*** Opening of Entries provided ***

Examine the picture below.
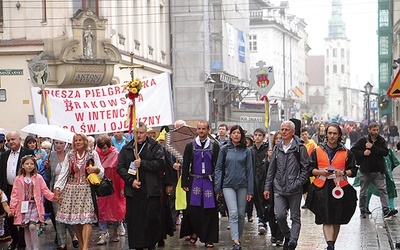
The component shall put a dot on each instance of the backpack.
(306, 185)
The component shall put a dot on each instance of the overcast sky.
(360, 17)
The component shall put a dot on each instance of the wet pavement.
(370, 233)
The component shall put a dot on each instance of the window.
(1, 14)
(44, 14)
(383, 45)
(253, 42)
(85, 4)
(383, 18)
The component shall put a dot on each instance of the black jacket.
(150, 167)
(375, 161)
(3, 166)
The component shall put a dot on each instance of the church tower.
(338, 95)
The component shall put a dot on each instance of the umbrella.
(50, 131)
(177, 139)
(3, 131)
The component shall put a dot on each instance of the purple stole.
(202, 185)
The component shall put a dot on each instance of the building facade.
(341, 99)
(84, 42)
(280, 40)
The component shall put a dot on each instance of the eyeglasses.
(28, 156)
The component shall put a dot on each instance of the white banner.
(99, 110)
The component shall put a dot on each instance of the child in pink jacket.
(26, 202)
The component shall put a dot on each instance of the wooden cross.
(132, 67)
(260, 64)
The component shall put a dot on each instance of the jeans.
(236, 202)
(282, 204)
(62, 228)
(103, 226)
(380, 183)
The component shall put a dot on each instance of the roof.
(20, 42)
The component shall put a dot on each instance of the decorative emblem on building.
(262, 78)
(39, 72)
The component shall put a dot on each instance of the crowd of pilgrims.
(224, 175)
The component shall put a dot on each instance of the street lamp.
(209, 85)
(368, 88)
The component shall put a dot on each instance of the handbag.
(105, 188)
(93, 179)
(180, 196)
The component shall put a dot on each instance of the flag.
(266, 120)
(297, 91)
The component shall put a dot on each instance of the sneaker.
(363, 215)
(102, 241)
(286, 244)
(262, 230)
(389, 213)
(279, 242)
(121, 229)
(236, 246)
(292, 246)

*** Close of Entries provided ***
*** Opening of Entries provided ***

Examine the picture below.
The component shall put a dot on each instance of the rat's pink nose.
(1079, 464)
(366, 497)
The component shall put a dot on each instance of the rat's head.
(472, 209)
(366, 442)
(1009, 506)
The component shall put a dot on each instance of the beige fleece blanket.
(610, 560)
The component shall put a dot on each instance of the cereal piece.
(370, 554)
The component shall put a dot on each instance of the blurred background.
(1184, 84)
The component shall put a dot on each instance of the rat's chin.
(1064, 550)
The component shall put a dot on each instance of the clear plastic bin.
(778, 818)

*** Close of Entries provided ***
*** Opening of Entries provided ***

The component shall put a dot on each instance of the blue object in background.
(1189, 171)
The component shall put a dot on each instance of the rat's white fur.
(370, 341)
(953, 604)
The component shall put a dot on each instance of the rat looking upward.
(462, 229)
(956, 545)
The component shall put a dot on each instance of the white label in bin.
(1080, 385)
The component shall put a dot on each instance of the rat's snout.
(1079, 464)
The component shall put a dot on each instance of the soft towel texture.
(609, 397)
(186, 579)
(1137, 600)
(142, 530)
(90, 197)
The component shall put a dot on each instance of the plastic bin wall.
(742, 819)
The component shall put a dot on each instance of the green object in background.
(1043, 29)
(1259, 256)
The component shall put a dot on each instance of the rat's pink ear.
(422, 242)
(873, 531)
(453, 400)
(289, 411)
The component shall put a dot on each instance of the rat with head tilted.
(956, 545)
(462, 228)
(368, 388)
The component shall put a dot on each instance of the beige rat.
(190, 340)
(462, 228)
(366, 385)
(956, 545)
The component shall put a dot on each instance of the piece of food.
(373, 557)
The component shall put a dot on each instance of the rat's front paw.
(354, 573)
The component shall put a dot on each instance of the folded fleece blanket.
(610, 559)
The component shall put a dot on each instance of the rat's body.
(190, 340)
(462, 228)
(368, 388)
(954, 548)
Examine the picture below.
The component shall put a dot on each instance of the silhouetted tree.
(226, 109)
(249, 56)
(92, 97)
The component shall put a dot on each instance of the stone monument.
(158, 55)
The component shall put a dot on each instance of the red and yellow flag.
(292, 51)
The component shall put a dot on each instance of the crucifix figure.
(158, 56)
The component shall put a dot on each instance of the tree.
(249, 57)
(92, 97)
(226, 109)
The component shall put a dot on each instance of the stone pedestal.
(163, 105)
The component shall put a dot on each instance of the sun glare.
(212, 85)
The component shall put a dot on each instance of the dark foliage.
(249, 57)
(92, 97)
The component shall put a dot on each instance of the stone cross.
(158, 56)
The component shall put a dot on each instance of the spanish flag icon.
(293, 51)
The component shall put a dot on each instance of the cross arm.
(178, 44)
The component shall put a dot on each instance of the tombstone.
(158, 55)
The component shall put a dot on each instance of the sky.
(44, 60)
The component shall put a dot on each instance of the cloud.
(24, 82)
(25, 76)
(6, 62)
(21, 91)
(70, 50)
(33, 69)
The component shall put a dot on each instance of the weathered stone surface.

*** Close of Entries provided ***

Among the entries above, the lines between the ones containing "folded fleece blanket." and "weathered stone surface.", inclusive, are to be transcribed exactly. No other line is to be given.

The component shall put a dot on each instance of the folded fleece blanket.
(610, 559)
The component shall put a dot on each instance of the rat's body.
(190, 340)
(462, 228)
(368, 388)
(954, 548)
Examine the picture below.
The component shall put a dot on each instance of the silhouetted tree.
(226, 109)
(249, 56)
(92, 97)
The component shall put a dot on each instance of the stone monument.
(158, 55)
The component shall put a dot on each instance of the red and yellow flag.
(292, 51)
The component shall put a dot on each instance of the crucifix figure.
(158, 56)
The component shall put a dot on each instance of the tree.
(249, 57)
(92, 97)
(226, 109)
The component shall put a dot on each instance of the stone pedestal.
(163, 105)
The component shall put a dot on each instance of the sun glare.
(212, 85)
The component shall put a dot on each instance of the dark foliage.
(249, 57)
(92, 97)
The component shall put a dot on each instance of the stone cross.
(158, 56)
The component shall put a dot on each instance of the spanish flag icon.
(293, 51)
The component shall put a dot on each instance of the cross arm.
(178, 44)
The component shall put a dot on each instance of the tombstone.
(158, 55)
The component shall put a dot on each instance of the sky.
(44, 60)
The component shall put a dot on each instance of the cloud.
(24, 82)
(25, 76)
(6, 62)
(21, 91)
(70, 50)
(33, 69)
The component shall put a dot on each instance of the weathered stone surface.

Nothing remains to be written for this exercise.